Extrait choisi:
>>

M. Dubus. - Messieurs, dans la séance d’hier, j’ai soutenu que l’article 90 était, quant à présent, inutile ; qu’il était plus sage de ne pas porter maintenant de disposition pénale, sauf à insérer plus tard, dans le code pénal, toutes celles qu’il y aurait lieu d’y introduire en conséquence de la nouvelle organisation provinciale. Je partage encore cette manière de voir. Toutefois, pour le cas où l’on adopterait une autre opinion, je reconnais qu’il y a dans la nouvelle rédaction proposée par la section centrale une amélioration, en ce qu’on définit ce qu’on entend par réunion illégale. De sorte que j’adopterais cet amendement, sauf à rejeter l’ensemble de l’article.
C’est dans le même sens que j’appuie de toutes mes forces l’amendement proposé par notre honorable collègue le député de Liége. Je pense que cet amendement est absolument nécessaire. Si à la peine portée par 258 du code pénal vous ajoutez celle de la privation du droit d’éligibilité pendant quatre années, il est indispensable de rendre la peine facultative.
Je dirai de plus que vous ne devez pas forcer la cour à choisir entre la privation pendant quatre années, ou la privation absolue du droit d’éligibilité, mais fixer à quatre années le maximum de cette privation, et autoriser les juges à la prononcer pour trois, deux ou une année, suivant la gravité des circonstances.
Pour soutenir que la disposition doit demeurer inflexible, telle qu’on l’avait proposée d’abord, on suppose que les circonstances seront toujours les mêmes ; on suppose qu’il n’y aura pas de grande différence au moins d’un cas à l’autre, dès qu’il y aura le délit énoncé dans la première partie de l’article 90. Cette supposition est évidemment erronée. On vous a déjà fait remarquer que parmi ceux qui seront compris dans les mêmes poursuites, il y aura toujours des individus beaucoup plus coupables que d’autres, qui n’auront été qu’entraînés. Pourquoi obliger le juge à prononcer la même peine contre tous ?
Et ici, la peine la plus grave, la privation des droits civiques est la même contre tous. On dit qu’alors il y aura eu abus du mandat. Oui, il y aura abus grave du mandat de la part des plus coupables, mais il y aura eu un abus beaucoup moins blâmable de la part des autres.

<<

Enregistrements à traiter:
>>

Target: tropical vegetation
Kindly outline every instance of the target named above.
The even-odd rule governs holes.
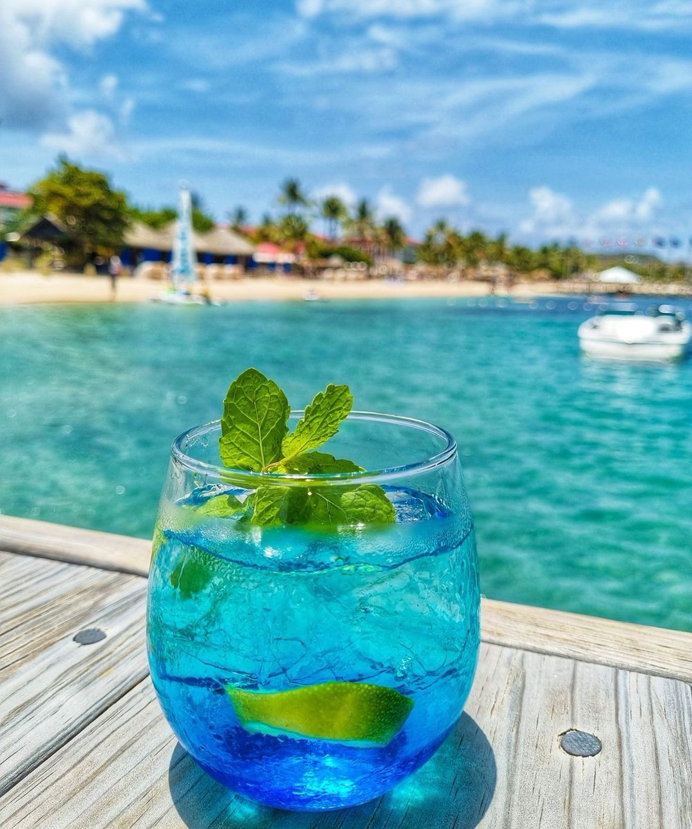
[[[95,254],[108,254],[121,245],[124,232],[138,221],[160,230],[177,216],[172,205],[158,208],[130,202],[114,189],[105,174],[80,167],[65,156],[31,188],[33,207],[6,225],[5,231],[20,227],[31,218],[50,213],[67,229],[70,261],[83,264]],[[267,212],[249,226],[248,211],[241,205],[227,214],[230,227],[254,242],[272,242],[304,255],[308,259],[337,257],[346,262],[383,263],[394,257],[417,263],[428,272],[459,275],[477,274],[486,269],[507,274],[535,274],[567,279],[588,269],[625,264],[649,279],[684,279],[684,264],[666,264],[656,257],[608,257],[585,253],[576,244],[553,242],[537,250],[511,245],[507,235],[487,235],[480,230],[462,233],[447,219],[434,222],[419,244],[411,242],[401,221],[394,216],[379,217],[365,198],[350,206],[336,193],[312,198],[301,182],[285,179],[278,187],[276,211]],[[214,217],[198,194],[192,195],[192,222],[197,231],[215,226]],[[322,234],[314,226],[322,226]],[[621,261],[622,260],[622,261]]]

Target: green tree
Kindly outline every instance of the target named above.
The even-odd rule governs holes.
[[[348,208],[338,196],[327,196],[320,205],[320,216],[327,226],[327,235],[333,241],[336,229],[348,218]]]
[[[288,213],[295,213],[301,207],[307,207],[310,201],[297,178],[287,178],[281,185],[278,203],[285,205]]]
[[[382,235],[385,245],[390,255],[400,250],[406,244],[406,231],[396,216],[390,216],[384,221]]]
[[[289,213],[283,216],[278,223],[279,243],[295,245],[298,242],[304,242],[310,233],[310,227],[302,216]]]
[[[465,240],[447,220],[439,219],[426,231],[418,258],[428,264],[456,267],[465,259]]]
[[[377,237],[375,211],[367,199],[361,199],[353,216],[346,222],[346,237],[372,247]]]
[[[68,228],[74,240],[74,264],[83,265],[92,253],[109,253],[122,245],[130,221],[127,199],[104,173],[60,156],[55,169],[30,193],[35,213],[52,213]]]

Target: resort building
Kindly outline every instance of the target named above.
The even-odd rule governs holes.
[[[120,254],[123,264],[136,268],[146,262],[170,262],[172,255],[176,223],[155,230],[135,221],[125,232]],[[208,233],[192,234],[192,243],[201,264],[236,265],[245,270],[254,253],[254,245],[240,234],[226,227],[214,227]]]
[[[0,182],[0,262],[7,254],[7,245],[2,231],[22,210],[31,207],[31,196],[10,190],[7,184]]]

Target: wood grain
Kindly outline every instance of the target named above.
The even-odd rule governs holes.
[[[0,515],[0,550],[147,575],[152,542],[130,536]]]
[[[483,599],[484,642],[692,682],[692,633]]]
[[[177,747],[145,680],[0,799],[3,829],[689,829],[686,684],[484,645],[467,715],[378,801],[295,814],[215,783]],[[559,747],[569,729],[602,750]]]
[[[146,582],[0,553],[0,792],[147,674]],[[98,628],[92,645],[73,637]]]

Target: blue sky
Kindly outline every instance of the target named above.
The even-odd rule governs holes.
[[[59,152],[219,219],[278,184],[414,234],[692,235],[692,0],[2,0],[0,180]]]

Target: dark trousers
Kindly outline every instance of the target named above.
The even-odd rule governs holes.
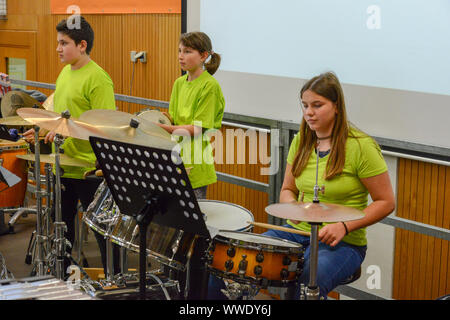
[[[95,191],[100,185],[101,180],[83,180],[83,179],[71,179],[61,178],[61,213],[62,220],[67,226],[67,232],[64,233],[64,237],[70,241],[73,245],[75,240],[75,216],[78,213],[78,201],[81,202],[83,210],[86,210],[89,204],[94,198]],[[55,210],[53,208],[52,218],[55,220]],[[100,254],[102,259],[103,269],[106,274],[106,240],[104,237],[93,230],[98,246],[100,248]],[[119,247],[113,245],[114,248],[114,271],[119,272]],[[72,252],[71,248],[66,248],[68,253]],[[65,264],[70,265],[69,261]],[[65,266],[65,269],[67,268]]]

<<

Exercice court 1: Réécrivez sous forme de liste numérotée les lignes des enregistrements, de celle qui contient « Target: resort building » jusqu'à la fin des enregistrements, sans les lignes vides. Omettez les images de votre réponse.
Exercice court 2: Poursuivez l'intervention parlementaire sur l'article 90 au-delà de sa dernière phrase.

Résultat attendu 1:
1. Target: resort building
2. Kindly outline every instance of the target named above.
3. The even-odd rule governs holes.
4. [[[120,254],[123,264],[136,268],[146,262],[170,262],[172,255],[176,223],[155,230],[135,221],[125,232]],[[208,233],[192,234],[192,243],[201,264],[236,265],[245,270],[254,253],[254,245],[240,234],[226,227],[214,227]]]
5. [[[0,182],[0,262],[7,254],[7,245],[2,231],[22,210],[31,207],[31,196],[10,190],[7,184]]]
6. Target: wood grain
7. Kindly outline every instance of the target named above.
8. The even-odd rule governs holes.
9. [[[0,515],[0,550],[147,575],[152,542],[130,536]]]
10. [[[483,599],[484,642],[692,682],[692,633]]]
11. [[[177,747],[145,680],[0,799],[3,829],[689,829],[686,684],[484,645],[467,715],[378,801],[295,814],[215,783]],[[559,747],[569,729],[602,750]]]
12. [[[146,582],[0,553],[0,792],[147,674]],[[98,628],[92,645],[73,637]]]
13. Target: blue sky
14. Kindly outline every instance of the target named above.
15. The even-odd rule governs holes.
16. [[[59,152],[219,219],[278,184],[414,234],[692,235],[692,0],[2,0],[0,180]]]
17. Target: dark trousers
18. Kindly outline every instance of the target named above.
19. The even-odd rule governs holes.
20. [[[95,191],[100,185],[101,180],[83,180],[83,179],[71,179],[61,178],[61,213],[62,220],[67,226],[67,232],[64,233],[64,237],[70,241],[73,245],[75,240],[75,216],[78,213],[78,201],[81,202],[83,210],[86,210],[89,204],[94,198]],[[55,210],[53,208],[52,218],[55,220]],[[100,254],[102,259],[103,269],[106,274],[106,240],[104,237],[93,230],[98,246],[100,248]],[[119,247],[113,245],[114,248],[114,271],[119,272]],[[72,252],[71,248],[66,248],[68,253]],[[65,264],[70,265],[69,261]],[[65,266],[65,269],[67,268]]]

Résultat attendu 2:
On objecte le danger de laisser rentrer dans le conseil ceux qui auraient été condamnés et qui seraient aigris par la condamnation. Ce serait supposer que les peines comminées par les lois, loin de corriger ceux qui en sont frappés, auraient pour effet de les rendre plus mauvais, plus dangereux qu’auparavant. Je ne crois pas que ce soit sur ce principe que soient établies nos lois. Plus les peines seront graves et disproportionnées avec le délit, plus elles rendront dangereux et vindicatifs contre la loi et la société elle-même, ceux qui auront été victimes de cet abus de la législation.
On dit enfin que cette peine, si on la reconnaît utile dans quelques cas, on doit obliger les juges à la prononcer dans tous les cas, parce que sans cela, elle ne sera jamais appliquée.
C’est là que nous trouvons la véritable intention de ceux qui soutiennent l’article de la section centrale. Ce n’est plus des mandataires du peuple qu’on se défie, c’est des magistrats eux-mêmes. Vous ferez une loi, mais ils s’abstiendront de l’appliquer si vous ne les obligez pas de le faire dans tous les cas, même dans ceux où leur conscience leur crierait que la peine est injuste ; sans cela il ne l’appliqueraient pas, même quand la peine serait juste.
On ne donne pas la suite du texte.